## What is required
Copy out all of the lines below word for word, leaving the pictures out of your answer.

## Dataset content

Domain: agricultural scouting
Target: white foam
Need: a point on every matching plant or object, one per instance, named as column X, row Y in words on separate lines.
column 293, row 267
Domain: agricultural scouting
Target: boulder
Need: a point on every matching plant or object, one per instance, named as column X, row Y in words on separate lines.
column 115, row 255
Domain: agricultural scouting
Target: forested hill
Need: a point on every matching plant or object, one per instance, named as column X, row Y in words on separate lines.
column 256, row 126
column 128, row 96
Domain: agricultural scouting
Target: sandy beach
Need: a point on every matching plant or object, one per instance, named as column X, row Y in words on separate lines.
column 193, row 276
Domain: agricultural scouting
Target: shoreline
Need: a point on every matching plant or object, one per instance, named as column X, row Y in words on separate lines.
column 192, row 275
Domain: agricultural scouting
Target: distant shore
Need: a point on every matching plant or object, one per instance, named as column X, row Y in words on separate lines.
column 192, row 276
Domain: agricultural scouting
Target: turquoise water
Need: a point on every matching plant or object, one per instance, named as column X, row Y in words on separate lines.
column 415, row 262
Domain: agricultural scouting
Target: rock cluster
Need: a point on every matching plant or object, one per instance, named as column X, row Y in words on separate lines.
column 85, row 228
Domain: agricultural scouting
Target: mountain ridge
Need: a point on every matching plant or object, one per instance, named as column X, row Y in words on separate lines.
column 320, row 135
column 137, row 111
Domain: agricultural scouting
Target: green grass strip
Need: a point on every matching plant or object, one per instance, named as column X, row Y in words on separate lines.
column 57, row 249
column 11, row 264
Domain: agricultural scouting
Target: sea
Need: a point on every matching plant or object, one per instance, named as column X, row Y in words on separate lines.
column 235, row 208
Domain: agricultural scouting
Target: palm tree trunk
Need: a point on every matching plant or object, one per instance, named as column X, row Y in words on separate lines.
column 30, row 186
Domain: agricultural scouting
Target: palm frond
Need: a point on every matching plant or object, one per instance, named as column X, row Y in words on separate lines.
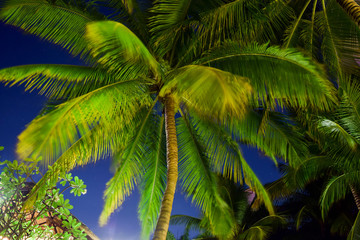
column 99, row 142
column 279, row 76
column 341, row 37
column 199, row 182
column 57, row 81
column 130, row 169
column 61, row 22
column 220, row 149
column 310, row 169
column 300, row 216
column 154, row 181
column 290, row 32
column 226, row 158
column 120, row 185
column 255, row 185
column 280, row 135
column 354, row 233
column 336, row 189
column 113, row 45
column 242, row 21
column 191, row 223
column 131, row 13
column 54, row 133
column 256, row 232
column 333, row 130
column 211, row 92
column 168, row 15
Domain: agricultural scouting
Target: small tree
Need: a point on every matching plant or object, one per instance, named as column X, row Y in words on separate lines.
column 49, row 218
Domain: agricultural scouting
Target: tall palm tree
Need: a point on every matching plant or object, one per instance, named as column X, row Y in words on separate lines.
column 327, row 33
column 155, row 71
column 248, row 224
column 335, row 137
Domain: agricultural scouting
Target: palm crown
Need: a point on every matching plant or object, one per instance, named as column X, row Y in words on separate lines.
column 148, row 61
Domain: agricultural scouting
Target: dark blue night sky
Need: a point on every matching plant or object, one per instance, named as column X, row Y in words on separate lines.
column 17, row 108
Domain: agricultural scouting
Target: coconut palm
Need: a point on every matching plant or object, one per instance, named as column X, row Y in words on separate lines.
column 155, row 71
column 248, row 224
column 326, row 32
column 333, row 159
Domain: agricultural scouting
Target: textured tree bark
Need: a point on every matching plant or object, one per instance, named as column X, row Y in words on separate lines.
column 351, row 8
column 172, row 171
column 356, row 196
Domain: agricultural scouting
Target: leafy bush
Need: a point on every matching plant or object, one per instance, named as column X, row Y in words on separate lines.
column 49, row 218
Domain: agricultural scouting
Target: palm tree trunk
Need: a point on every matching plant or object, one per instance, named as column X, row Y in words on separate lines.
column 172, row 170
column 352, row 9
column 356, row 196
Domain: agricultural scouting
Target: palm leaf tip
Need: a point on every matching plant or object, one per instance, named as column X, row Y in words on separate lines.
column 115, row 46
column 210, row 91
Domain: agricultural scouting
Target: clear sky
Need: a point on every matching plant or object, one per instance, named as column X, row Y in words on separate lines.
column 18, row 108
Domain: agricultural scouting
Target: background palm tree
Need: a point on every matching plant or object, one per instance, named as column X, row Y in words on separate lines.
column 248, row 224
column 194, row 59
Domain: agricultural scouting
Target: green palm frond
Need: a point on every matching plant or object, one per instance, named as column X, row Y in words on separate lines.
column 243, row 20
column 120, row 185
column 279, row 136
column 255, row 185
column 226, row 158
column 354, row 233
column 57, row 81
column 114, row 46
column 170, row 236
column 332, row 130
column 130, row 169
column 340, row 39
column 209, row 91
column 191, row 223
column 52, row 134
column 310, row 169
column 154, row 180
column 300, row 217
column 131, row 13
column 291, row 31
column 199, row 182
column 349, row 111
column 336, row 189
column 279, row 76
column 61, row 22
column 220, row 149
column 256, row 233
column 171, row 26
column 168, row 15
column 99, row 142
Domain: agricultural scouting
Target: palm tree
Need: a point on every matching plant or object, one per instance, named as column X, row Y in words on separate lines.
column 333, row 159
column 326, row 32
column 248, row 224
column 155, row 71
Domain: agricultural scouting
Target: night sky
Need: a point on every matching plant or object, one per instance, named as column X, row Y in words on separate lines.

## Expected answer
Domain: agricultural scouting
Target: white foam
Need: a point on every matching plant or object, one per instance, named as column X, row Y in words on separate lines.
column 293, row 267
Domain: agricultural scouting
Target: boulder
Need: a point on every matching plant or object, one per instance, named as column X, row Y in words on separate lines.
column 115, row 255
Domain: agricultural scouting
Target: forested hill
Need: a point on every matching plant or object, one per instance, named as column X, row Y in words on separate lines.
column 256, row 126
column 128, row 96
Domain: agricultural scouting
Target: sandy beach
Need: a point on every matching plant or object, one per instance, named as column X, row Y in words on separate lines.
column 193, row 276
Domain: agricultural scouting
Target: shoreline
Need: a point on every matching plant or object, one per instance, named as column X, row Y in words on separate lines.
column 192, row 275
Domain: agricultural scouting
Target: distant shore
Need: a point on every matching plant or object, one per instance, named as column X, row Y in words on separate lines.
column 192, row 276
Domain: agricultural scouting
Target: turquoise water
Need: a point on every matching plant or object, one per instance, named as column X, row Y in words on separate lines.
column 415, row 262
Domain: agricultural scouting
Target: rock cluster
Need: a point on every matching plant or object, one per instance, named as column X, row Y in words on separate lines.
column 85, row 228
Domain: agricultural scouting
Target: mountain ridge
Need: a point on every matching plant or object, one per instance, named as column X, row Y in words on separate lines.
column 320, row 135
column 137, row 111
Domain: agricultural scouting
Target: green grass strip
Need: a point on every matching plant or object, one per instance, named as column X, row Y in words on separate lines.
column 57, row 249
column 11, row 264
Domain: agricultural scouting
Target: sea
Need: a point on every matching plant or object, one per instance, named as column X, row Y in words on separate lines.
column 235, row 208
Domain: agricultural scouting
Target: palm tree trunk
Need: a point on every matching plant or object, one per instance, named as column X, row Y in words on separate lines.
column 30, row 186
Domain: agricultural scouting
Target: palm frond
Need: a point on every matching plant or object, one per instance, named as column X, row Y in words on separate lines.
column 99, row 142
column 279, row 76
column 341, row 37
column 199, row 182
column 57, row 81
column 130, row 169
column 61, row 22
column 220, row 149
column 310, row 169
column 300, row 216
column 154, row 181
column 290, row 32
column 226, row 158
column 120, row 185
column 255, row 185
column 280, row 135
column 354, row 233
column 336, row 189
column 113, row 45
column 242, row 21
column 191, row 223
column 131, row 13
column 54, row 133
column 256, row 232
column 333, row 130
column 211, row 92
column 168, row 15
Domain: agricultural scouting
Target: small tree
Need: a point on every matching plant or object, one per instance, named as column X, row Y in words on separate lines.
column 49, row 218
Domain: agricultural scouting
Target: tall palm tree
Need: a point on every matching plant or object, one per instance, named as column X, row Y in words on separate lines.
column 327, row 33
column 155, row 71
column 248, row 224
column 335, row 137
Domain: agricultural scouting
Target: palm crown
Need: a point on every matching plant or object, one per instance, named as column X, row Y in words on separate lines.
column 148, row 61
Domain: agricultural scouting
Target: dark blue night sky
Need: a point on every matching plant or object, one per instance, named as column X, row Y in words on separate lines.
column 17, row 108
Domain: agricultural scouting
Target: coconut palm
Need: a point on every matching plant or object, one per instance, named as column X, row Y in words on separate lines.
column 155, row 71
column 248, row 224
column 326, row 32
column 333, row 159
Domain: agricultural scouting
Target: textured tree bark
Need: a point on every matching plant or object, one per instance, named as column X, row Y in words on separate lines.
column 351, row 8
column 172, row 171
column 356, row 196
Domain: agricultural scouting
Target: leafy bush
Need: a point on every matching plant or object, one per instance, named as column X, row Y in words on separate lines.
column 49, row 218
Domain: agricultural scouting
Target: palm tree trunk
Need: a point on every matching plant or object, one per instance, named as column X, row Y in words on separate lines.
column 172, row 170
column 352, row 9
column 356, row 196
Domain: agricultural scouting
Target: palm leaf tip
Need: a point on every matching plant or object, one per instance, named as column X, row Y in words on separate lines.
column 115, row 46
column 210, row 91
Domain: agricultural scouting
Target: clear sky
Need: a point on every matching plant or object, one per instance, named as column X, row Y in words on separate lines.
column 18, row 108
Domain: agricultural scouting
Target: background palm tree
Need: a point on every matching plant or object, one per instance, named as column X, row Y in words on separate lines.
column 248, row 224
column 194, row 59
Domain: agricultural scouting
Target: green palm frond
Need: a point on every matching plant or object, one per instance, named as column X, row Y in words on separate lines.
column 243, row 20
column 120, row 185
column 279, row 136
column 255, row 185
column 226, row 158
column 354, row 233
column 57, row 81
column 114, row 46
column 170, row 236
column 332, row 130
column 130, row 169
column 340, row 39
column 209, row 91
column 191, row 223
column 52, row 134
column 310, row 169
column 154, row 180
column 300, row 217
column 131, row 13
column 291, row 31
column 199, row 182
column 349, row 111
column 336, row 189
column 279, row 76
column 61, row 22
column 220, row 149
column 256, row 233
column 171, row 26
column 168, row 15
column 99, row 142
Domain: agricultural scouting
Target: palm tree
Need: a point on every matching plant or object, one per instance, named as column X, row Y in words on separate lines.
column 333, row 159
column 326, row 32
column 248, row 224
column 155, row 71
Domain: agricultural scouting
Target: night sky
Need: a point on every matching plant or object, one per instance, named as column X, row Y in words on separate lines.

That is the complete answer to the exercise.